§ What the exercise asks:
Only the lines holding the string "basketball" are needed; copy each of them from the data.

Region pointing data
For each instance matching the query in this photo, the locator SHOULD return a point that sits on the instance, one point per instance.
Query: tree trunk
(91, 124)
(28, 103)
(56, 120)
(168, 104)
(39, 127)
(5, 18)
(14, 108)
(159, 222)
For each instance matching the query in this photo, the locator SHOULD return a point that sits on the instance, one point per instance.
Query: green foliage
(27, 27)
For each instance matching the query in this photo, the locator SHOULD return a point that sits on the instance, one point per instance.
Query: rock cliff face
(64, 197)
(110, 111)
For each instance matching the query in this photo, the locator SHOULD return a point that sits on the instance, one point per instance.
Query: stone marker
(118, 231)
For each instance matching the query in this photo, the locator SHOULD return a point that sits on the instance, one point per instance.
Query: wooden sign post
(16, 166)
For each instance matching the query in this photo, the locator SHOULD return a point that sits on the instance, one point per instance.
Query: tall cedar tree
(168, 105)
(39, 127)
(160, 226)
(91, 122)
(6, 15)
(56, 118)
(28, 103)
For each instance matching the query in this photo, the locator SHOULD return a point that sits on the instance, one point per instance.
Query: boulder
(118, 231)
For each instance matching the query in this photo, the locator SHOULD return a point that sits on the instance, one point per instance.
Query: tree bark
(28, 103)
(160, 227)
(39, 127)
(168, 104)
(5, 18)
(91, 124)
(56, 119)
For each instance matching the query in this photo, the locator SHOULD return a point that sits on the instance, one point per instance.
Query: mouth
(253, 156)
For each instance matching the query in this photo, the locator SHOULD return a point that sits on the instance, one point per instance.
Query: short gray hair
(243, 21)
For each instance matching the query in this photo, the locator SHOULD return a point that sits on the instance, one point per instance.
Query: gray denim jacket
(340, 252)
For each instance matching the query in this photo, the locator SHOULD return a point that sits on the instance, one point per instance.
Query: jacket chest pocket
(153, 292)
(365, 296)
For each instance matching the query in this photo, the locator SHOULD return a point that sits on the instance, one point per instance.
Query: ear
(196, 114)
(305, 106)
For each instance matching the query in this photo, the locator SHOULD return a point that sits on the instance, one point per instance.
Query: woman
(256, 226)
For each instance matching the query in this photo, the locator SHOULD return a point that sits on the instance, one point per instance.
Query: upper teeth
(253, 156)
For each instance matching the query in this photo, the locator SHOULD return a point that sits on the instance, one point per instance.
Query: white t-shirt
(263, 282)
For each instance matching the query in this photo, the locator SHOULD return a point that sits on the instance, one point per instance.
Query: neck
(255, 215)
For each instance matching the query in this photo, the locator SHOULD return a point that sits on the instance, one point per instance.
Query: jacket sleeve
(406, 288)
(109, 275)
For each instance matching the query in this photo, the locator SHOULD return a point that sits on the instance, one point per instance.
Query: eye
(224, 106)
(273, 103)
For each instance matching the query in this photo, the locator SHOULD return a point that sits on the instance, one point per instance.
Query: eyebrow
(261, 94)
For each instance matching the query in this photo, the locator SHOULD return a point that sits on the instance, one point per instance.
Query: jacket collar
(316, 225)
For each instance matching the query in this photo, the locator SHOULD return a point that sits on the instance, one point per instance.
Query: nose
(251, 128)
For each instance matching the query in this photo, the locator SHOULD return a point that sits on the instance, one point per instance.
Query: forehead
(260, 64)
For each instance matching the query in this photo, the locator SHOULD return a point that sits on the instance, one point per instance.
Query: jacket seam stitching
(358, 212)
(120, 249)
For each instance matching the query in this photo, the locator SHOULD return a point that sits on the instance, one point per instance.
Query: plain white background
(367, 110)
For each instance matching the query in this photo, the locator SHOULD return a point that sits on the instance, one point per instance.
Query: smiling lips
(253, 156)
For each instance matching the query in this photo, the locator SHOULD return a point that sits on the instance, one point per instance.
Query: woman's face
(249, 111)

---

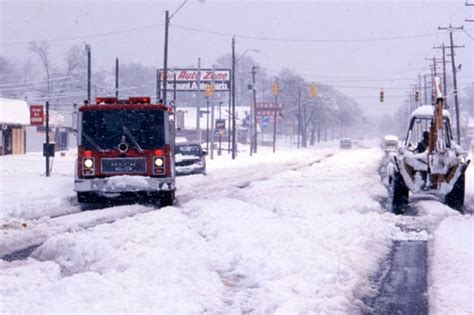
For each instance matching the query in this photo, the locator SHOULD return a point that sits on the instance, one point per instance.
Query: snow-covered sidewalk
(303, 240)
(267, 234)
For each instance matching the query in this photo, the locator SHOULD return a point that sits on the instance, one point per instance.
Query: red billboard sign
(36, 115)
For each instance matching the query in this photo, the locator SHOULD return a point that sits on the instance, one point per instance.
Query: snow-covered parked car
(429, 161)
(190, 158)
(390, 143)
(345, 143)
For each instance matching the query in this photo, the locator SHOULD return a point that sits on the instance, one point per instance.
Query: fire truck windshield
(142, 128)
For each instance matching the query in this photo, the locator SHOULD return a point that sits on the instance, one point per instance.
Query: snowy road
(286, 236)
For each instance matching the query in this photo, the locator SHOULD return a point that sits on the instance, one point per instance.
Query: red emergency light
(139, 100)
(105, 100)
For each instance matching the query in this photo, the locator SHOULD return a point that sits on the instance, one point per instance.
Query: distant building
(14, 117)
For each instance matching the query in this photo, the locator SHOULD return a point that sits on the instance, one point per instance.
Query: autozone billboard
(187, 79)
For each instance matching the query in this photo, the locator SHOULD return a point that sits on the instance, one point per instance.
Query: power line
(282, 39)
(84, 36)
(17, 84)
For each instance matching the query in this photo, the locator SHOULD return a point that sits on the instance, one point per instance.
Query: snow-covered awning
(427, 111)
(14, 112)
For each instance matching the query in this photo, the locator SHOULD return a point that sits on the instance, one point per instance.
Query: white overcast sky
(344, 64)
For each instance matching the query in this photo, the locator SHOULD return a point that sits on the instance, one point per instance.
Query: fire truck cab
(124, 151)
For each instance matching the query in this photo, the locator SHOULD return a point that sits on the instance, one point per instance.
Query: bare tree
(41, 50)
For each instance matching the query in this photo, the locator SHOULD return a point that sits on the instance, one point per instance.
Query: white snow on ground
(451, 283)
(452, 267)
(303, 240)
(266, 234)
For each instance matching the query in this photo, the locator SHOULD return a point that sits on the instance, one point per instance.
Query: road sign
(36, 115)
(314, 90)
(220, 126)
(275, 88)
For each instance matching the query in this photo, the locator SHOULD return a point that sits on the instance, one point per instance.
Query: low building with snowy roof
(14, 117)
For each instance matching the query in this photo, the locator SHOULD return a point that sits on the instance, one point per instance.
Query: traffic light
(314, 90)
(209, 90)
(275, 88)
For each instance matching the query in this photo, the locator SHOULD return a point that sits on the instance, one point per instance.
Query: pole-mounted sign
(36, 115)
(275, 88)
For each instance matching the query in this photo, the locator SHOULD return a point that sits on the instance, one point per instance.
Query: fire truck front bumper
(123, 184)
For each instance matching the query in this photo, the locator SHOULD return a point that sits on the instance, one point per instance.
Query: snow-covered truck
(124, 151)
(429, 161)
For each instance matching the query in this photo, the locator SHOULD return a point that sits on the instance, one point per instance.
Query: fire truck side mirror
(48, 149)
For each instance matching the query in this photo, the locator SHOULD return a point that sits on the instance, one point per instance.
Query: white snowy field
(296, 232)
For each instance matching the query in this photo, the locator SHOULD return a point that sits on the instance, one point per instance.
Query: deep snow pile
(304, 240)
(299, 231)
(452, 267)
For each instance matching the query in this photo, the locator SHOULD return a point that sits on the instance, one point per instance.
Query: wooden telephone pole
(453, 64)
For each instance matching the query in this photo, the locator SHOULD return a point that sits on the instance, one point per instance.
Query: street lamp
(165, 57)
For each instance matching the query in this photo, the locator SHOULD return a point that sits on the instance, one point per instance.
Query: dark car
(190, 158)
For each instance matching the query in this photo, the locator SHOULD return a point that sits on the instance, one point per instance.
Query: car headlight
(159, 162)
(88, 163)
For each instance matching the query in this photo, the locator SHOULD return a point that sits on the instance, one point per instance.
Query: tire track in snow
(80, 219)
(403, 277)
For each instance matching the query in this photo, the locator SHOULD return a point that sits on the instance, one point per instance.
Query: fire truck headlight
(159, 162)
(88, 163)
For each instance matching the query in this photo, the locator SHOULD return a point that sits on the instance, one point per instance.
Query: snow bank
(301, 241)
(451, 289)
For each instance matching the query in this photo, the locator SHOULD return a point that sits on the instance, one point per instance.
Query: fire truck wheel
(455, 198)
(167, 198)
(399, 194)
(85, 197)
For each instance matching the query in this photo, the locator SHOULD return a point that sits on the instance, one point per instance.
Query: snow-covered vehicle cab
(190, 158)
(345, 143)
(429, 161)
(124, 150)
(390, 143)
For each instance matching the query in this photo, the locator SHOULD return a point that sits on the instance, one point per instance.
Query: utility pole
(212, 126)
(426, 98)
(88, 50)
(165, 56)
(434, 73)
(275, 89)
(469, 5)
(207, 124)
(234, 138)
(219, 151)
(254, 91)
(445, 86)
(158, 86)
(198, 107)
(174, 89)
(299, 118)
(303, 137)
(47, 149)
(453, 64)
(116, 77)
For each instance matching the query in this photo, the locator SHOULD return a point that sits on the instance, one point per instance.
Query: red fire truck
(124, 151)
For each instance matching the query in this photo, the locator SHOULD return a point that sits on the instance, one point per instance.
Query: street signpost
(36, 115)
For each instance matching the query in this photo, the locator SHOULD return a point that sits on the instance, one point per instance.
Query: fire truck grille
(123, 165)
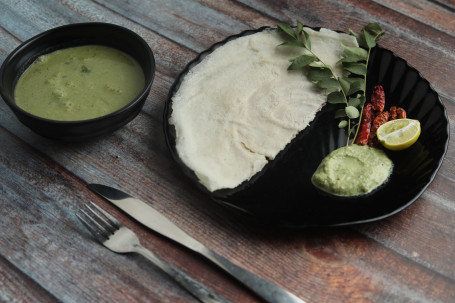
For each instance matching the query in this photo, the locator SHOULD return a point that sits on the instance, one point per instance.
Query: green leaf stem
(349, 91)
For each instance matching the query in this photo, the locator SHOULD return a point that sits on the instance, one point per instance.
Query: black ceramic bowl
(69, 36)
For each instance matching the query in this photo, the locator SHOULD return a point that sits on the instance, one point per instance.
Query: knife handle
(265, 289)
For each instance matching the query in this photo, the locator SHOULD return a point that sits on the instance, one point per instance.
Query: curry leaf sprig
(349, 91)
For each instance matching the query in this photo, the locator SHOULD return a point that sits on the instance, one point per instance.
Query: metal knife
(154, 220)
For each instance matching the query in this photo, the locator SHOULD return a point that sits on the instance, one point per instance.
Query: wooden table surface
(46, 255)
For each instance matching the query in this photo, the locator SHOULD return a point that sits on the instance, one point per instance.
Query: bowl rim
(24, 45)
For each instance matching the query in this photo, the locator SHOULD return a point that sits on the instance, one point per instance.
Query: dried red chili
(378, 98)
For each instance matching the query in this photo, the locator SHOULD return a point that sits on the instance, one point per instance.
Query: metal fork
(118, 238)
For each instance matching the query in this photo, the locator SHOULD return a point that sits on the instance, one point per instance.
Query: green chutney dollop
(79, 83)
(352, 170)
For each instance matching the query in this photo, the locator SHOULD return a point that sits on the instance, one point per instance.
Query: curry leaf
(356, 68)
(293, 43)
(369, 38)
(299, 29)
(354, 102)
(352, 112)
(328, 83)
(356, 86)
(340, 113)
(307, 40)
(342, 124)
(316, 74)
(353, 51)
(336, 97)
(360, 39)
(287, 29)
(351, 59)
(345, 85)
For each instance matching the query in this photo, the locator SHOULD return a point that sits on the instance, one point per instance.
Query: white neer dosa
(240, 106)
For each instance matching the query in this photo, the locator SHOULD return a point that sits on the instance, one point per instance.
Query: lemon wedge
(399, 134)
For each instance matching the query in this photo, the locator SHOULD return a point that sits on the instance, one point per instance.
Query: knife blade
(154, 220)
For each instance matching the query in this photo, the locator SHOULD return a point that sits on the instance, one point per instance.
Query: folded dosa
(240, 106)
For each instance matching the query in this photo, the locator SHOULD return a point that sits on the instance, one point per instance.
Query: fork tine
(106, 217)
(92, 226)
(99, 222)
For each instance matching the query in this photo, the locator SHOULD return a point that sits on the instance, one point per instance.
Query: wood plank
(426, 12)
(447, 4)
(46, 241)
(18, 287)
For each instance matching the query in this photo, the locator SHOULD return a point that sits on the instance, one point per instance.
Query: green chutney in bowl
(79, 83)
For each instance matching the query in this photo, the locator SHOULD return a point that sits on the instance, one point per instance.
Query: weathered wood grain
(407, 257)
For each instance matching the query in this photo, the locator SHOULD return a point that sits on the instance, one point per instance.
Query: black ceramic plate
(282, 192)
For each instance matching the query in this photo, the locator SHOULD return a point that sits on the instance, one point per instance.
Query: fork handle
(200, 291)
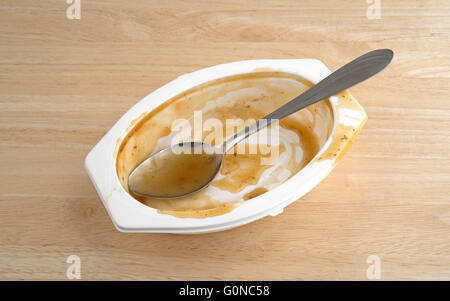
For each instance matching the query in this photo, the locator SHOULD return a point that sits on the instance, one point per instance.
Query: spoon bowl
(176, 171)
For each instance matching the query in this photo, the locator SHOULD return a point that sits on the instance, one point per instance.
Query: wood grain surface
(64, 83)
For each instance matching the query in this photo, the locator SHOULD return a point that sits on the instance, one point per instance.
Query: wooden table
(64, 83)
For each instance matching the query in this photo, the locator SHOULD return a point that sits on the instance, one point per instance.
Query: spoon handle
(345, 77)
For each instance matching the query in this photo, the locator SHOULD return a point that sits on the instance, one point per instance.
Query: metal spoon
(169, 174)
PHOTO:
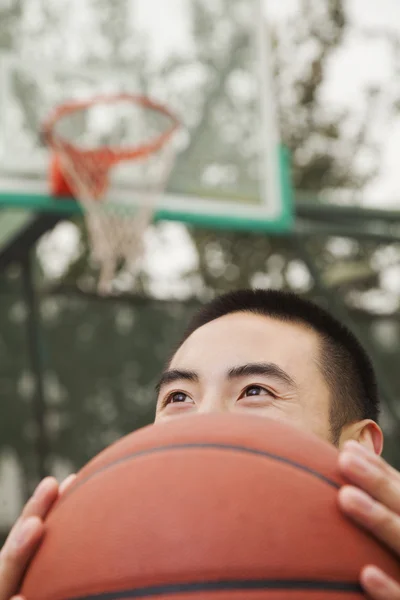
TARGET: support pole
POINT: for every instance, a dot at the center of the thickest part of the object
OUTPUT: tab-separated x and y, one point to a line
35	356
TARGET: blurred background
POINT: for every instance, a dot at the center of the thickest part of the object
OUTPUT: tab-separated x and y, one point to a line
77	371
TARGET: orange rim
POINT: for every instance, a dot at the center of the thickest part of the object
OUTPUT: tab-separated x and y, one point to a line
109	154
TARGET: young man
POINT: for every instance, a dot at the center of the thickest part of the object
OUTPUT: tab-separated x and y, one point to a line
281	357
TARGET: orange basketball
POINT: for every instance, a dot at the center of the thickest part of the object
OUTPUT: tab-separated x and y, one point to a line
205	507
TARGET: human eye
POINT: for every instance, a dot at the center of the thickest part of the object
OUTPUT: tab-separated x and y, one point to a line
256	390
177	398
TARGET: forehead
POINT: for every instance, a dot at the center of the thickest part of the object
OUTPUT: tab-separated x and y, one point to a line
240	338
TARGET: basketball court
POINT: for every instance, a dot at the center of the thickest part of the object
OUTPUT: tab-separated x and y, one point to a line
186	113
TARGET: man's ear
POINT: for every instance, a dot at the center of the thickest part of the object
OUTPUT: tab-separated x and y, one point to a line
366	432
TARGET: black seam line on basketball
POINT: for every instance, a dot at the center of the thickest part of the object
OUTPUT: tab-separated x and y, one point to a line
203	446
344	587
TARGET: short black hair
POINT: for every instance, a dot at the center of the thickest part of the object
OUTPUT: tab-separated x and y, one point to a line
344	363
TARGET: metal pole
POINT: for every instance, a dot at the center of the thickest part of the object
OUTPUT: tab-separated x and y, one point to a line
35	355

§ Exercise answer:
TARGET: orange basketball
TARGET: basketball court
TARGET: black seam line on basketball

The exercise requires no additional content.